(Referring expression data)
###
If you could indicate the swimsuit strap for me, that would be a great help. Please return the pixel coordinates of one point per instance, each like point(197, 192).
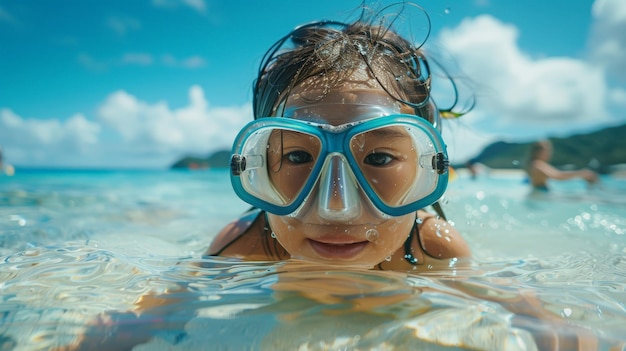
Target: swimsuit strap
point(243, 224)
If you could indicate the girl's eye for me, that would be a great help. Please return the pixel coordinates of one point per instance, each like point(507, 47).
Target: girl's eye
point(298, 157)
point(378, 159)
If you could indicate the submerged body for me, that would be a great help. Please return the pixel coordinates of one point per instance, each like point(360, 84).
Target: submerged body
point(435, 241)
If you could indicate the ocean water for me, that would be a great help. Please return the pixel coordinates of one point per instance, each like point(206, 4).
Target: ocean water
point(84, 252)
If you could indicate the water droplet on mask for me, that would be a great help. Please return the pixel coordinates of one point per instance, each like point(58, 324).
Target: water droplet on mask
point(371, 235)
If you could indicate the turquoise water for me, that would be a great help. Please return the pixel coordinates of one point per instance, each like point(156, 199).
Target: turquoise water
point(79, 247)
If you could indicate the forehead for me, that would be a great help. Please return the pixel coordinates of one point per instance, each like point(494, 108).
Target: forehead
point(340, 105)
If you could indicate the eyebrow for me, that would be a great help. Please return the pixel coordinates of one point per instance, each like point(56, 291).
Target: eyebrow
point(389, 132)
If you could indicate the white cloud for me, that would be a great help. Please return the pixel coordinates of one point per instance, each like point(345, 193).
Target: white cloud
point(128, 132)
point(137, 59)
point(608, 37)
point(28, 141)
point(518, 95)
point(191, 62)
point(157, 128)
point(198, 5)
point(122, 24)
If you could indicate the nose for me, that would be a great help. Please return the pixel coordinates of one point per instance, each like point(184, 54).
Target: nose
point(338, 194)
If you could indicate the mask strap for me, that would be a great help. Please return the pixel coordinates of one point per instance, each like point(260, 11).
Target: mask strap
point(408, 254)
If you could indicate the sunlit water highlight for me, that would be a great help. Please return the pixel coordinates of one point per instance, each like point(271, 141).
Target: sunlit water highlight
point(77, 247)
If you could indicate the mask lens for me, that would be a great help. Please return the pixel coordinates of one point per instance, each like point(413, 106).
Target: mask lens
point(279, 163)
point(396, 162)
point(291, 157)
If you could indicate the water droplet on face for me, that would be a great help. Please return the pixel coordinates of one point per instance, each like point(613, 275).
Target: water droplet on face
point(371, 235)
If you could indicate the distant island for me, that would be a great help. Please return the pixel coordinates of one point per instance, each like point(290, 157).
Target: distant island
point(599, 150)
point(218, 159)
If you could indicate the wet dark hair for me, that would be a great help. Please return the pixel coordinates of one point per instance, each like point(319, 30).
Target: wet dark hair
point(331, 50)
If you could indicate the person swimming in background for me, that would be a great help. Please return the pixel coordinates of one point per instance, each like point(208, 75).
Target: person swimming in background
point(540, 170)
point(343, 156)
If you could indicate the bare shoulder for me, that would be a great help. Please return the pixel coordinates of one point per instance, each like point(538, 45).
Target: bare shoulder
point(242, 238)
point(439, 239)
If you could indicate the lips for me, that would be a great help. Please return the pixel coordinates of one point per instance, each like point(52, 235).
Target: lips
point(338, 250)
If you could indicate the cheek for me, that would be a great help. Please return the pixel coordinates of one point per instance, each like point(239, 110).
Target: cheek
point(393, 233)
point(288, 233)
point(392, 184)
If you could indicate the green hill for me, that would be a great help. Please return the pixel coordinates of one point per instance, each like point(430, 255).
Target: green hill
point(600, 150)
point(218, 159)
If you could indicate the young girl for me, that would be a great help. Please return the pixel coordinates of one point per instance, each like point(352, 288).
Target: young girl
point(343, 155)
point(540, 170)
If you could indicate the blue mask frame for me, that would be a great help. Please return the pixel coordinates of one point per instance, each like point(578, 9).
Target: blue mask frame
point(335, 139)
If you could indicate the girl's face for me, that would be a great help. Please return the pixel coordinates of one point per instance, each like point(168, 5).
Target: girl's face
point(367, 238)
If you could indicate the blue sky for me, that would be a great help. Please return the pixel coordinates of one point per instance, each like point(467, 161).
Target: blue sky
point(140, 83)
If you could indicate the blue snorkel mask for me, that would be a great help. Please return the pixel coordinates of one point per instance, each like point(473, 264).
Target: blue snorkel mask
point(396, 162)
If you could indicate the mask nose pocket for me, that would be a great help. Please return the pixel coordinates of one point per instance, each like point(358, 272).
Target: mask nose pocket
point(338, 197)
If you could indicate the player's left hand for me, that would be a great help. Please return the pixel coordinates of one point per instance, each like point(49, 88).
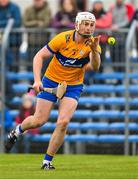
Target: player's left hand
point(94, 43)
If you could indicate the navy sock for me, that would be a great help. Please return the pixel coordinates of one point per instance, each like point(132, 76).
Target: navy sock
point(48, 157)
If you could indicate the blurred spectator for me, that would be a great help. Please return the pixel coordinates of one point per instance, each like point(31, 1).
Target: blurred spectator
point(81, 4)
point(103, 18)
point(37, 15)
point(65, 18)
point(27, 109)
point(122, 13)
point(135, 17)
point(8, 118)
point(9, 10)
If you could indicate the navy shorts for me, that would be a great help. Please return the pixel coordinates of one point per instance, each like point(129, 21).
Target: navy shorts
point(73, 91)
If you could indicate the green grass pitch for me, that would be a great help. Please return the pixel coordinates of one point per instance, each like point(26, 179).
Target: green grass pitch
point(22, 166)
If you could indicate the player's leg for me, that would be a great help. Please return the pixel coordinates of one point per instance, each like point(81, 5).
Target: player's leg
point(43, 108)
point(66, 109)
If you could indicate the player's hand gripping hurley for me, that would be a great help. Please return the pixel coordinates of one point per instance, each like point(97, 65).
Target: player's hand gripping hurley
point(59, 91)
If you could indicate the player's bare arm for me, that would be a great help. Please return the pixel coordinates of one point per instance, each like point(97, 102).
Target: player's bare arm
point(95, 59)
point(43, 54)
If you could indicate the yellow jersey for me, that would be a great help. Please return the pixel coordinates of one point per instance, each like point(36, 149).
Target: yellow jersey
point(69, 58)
###
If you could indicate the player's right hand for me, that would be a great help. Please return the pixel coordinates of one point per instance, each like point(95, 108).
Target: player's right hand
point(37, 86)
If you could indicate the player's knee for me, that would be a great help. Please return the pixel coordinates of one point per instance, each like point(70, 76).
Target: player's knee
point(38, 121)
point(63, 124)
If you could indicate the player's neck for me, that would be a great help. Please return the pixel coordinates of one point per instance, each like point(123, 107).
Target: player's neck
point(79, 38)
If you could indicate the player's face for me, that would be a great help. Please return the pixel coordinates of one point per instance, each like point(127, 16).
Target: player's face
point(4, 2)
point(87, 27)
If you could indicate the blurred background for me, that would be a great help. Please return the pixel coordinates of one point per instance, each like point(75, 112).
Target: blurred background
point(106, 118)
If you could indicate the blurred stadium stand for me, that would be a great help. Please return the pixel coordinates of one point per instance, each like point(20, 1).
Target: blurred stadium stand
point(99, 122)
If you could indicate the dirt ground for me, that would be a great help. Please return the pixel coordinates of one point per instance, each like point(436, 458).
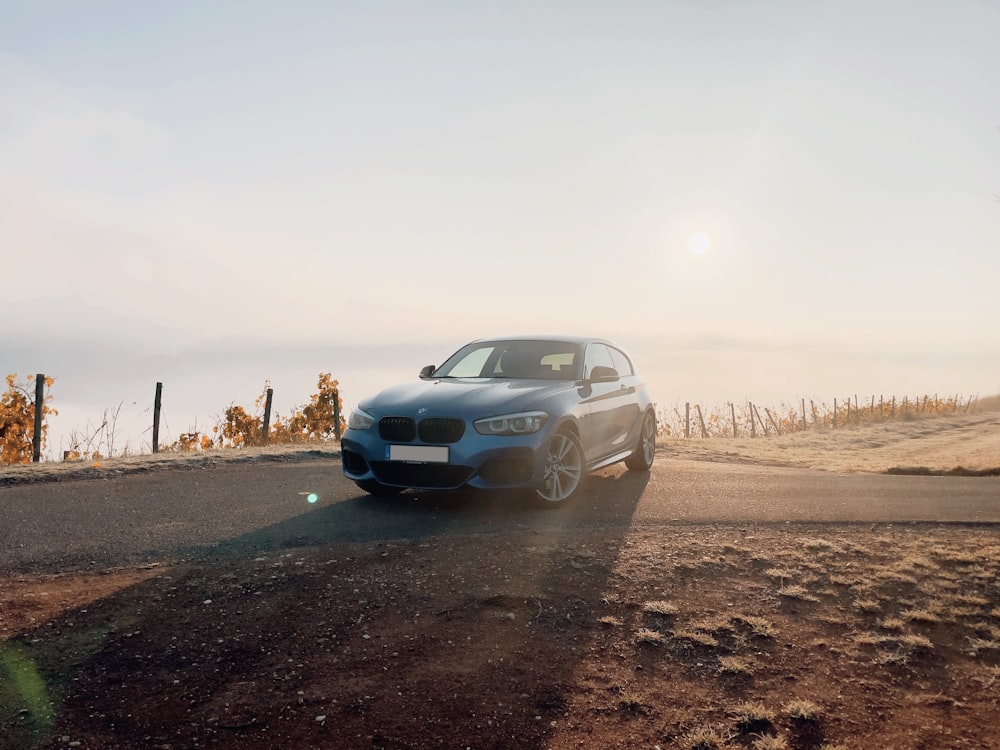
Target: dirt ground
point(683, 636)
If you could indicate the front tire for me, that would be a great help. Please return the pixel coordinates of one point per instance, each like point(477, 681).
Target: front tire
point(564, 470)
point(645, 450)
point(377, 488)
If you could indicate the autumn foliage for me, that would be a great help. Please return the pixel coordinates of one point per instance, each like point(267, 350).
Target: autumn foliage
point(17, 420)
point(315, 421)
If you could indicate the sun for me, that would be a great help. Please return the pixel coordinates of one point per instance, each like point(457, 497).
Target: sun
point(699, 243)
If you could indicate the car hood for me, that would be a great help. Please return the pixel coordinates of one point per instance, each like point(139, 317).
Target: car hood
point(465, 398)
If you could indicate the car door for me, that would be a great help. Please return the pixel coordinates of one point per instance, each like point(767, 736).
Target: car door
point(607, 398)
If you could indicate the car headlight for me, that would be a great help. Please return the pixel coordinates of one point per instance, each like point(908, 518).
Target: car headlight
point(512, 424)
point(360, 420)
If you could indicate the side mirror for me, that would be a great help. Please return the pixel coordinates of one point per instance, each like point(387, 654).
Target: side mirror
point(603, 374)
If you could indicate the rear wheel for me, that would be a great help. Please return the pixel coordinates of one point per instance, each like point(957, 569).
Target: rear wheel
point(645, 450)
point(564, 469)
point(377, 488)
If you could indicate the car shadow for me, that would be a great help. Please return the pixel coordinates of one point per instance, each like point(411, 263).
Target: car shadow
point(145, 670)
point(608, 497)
###
» **Exercise details**:
Only the lines above from the line containing "Target: front tire" through the line containing "If you could indicate the sun for" should be retyped, exactly and with both ends included.

» **Result of the task**:
Target: front tire
point(564, 470)
point(645, 450)
point(377, 488)
If you could indicate the autumn foliage for me, that would be a great help. Please return the pixel coordinates of one point per instance, each like point(267, 350).
Target: autumn foliage
point(17, 420)
point(315, 421)
If you could indicate the sun for me, that would be a great help. Please return the pixel coordinates of one point per instance, each like point(457, 497).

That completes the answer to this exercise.